▶ DOCUMENT EXTRACT
<<<<
I had my fair share of hospital food. Most were bland and unexciting. This one blew my mind in terms of hospital food.
I was admitted to repair my tennis elbow, and the irony of the situation was that I don’t even play tennis. Anyway, please remember to walk away from the keyboard once in a while. That was the cause of my tennis elbow – prolonged hours in a constricted position.

So, I was admitted to Mt Elizabeth Novena. Why is this place special? Just look at their meal services. Staying in the hospital, you are usually served five meals a day – breakfast, lunch, tea break, dinner, supper. These are usually boring, purposeful calories replenishing exercises. But here, you are spoiled for choice.

The surgery was scheduled for the early morning, so I was admitted the afternoon before. The first meal catered was the dinner – Hainanese chicken rice with chocolate lava cake. The chicken rice was ok, not the Tian Tian quality but flavourful for a hospital dinner. I was supposed to fast from 8 pm onwards so no supper and breakfast.

This is the piece de resistance in this hospital. The last time I was here for another problem, I didn’t have the chance to eat it because my family insisted that one should not have shellfish after surgery. With Covid and no visitor policy, I shall indulged myself with the Slipper Lobster Laksa. Very nice and packed a lot of flavours, it took my post-surgery blues away. But it was really difficult to eat noodles with the left hand when I am a right hander.

OK, this is getting too much. Dinner was seafood char kway teoh and kambing soup, with apple crumble from the tea break (I was sleeping due to painkillers) and New York cheesecake. I ate everything and skipped supper.

As it was just a one-night stay, I managed one more meal before check-out. It’s a full breakfast with croissant (you can choose from a full range bread basket), fried eggs (again you can choose the way you want your eggs), hash brown and a full English breakfast spread of juice, coffee, yoghurt, sausages, mushrooms, tomatoes. The only thing missing was baked beans.
Not that I encouraged you to stay in the hospital, but if all hospital meals were like this, I believe many would recover better and happier.
>>>>
(Items from a dataset)
<<<<
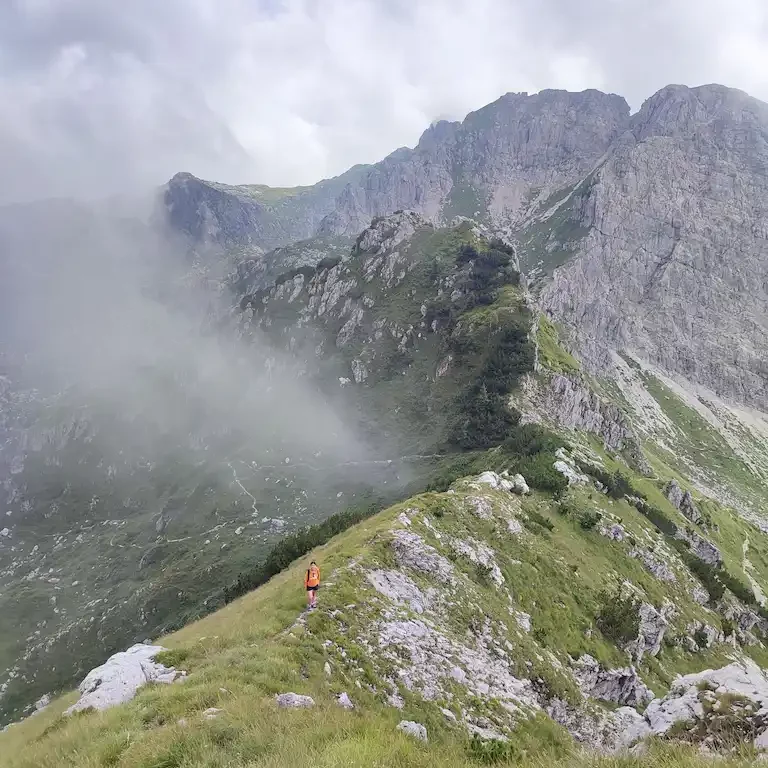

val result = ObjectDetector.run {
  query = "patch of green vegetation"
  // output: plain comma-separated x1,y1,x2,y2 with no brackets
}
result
536,313,581,374
597,592,640,646
442,179,487,222
518,194,590,274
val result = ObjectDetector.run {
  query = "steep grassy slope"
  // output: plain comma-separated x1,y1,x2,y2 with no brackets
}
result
0,214,532,722
0,456,765,768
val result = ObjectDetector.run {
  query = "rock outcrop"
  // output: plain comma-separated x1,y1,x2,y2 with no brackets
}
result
627,603,673,664
275,692,315,709
66,643,186,714
645,659,768,747
397,720,427,741
321,90,629,233
542,85,768,411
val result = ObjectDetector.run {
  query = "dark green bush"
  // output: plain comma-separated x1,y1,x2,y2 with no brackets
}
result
223,502,384,603
316,256,341,272
515,451,568,494
522,509,555,533
596,591,640,645
450,326,534,450
504,424,563,463
579,509,603,531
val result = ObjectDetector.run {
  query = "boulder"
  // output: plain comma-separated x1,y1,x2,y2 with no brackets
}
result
512,473,531,496
475,471,509,490
392,530,454,584
275,693,315,709
664,480,683,509
573,654,653,707
627,603,669,664
680,491,704,525
675,528,723,565
645,658,768,745
629,547,677,582
336,691,355,709
552,459,589,485
65,643,187,714
397,720,427,741
600,523,627,541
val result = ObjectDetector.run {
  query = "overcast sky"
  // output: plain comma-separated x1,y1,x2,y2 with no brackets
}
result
0,0,768,201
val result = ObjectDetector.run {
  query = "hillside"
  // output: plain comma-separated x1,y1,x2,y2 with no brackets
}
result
0,450,768,768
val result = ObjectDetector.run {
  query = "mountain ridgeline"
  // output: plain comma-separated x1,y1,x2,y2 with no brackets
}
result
0,85,768,752
165,85,768,411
>>>>
▶ TASK DESCRIPTION
Please retype the part of the hospital food post that opens with the words containing "The surgery was" and closes with "a right hander.".

▶ WORKED SOLUTION
The surgery was scheduled for the early morning, so I was admitted the afternoon before. The first meal catered was the dinner – Hainanese chicken rice with chocolate lava cake. The chicken rice was ok, not the Tian Tian quality but flavourful for a hospital dinner. I was supposed to fast from 8 pm onwards so no supper and breakfast.

This is the piece de resistance in this hospital. The last time I was here for another problem, I didn’t have the chance to eat it because my family insisted that one should not have shellfish after surgery. With Covid and no visitor policy, I shall indulged myself with the Slipper Lobster Laksa. Very nice and packed a lot of flavours, it took my post-surgery blues away. But it was really difficult to eat noodles with the left hand when I am a right hander.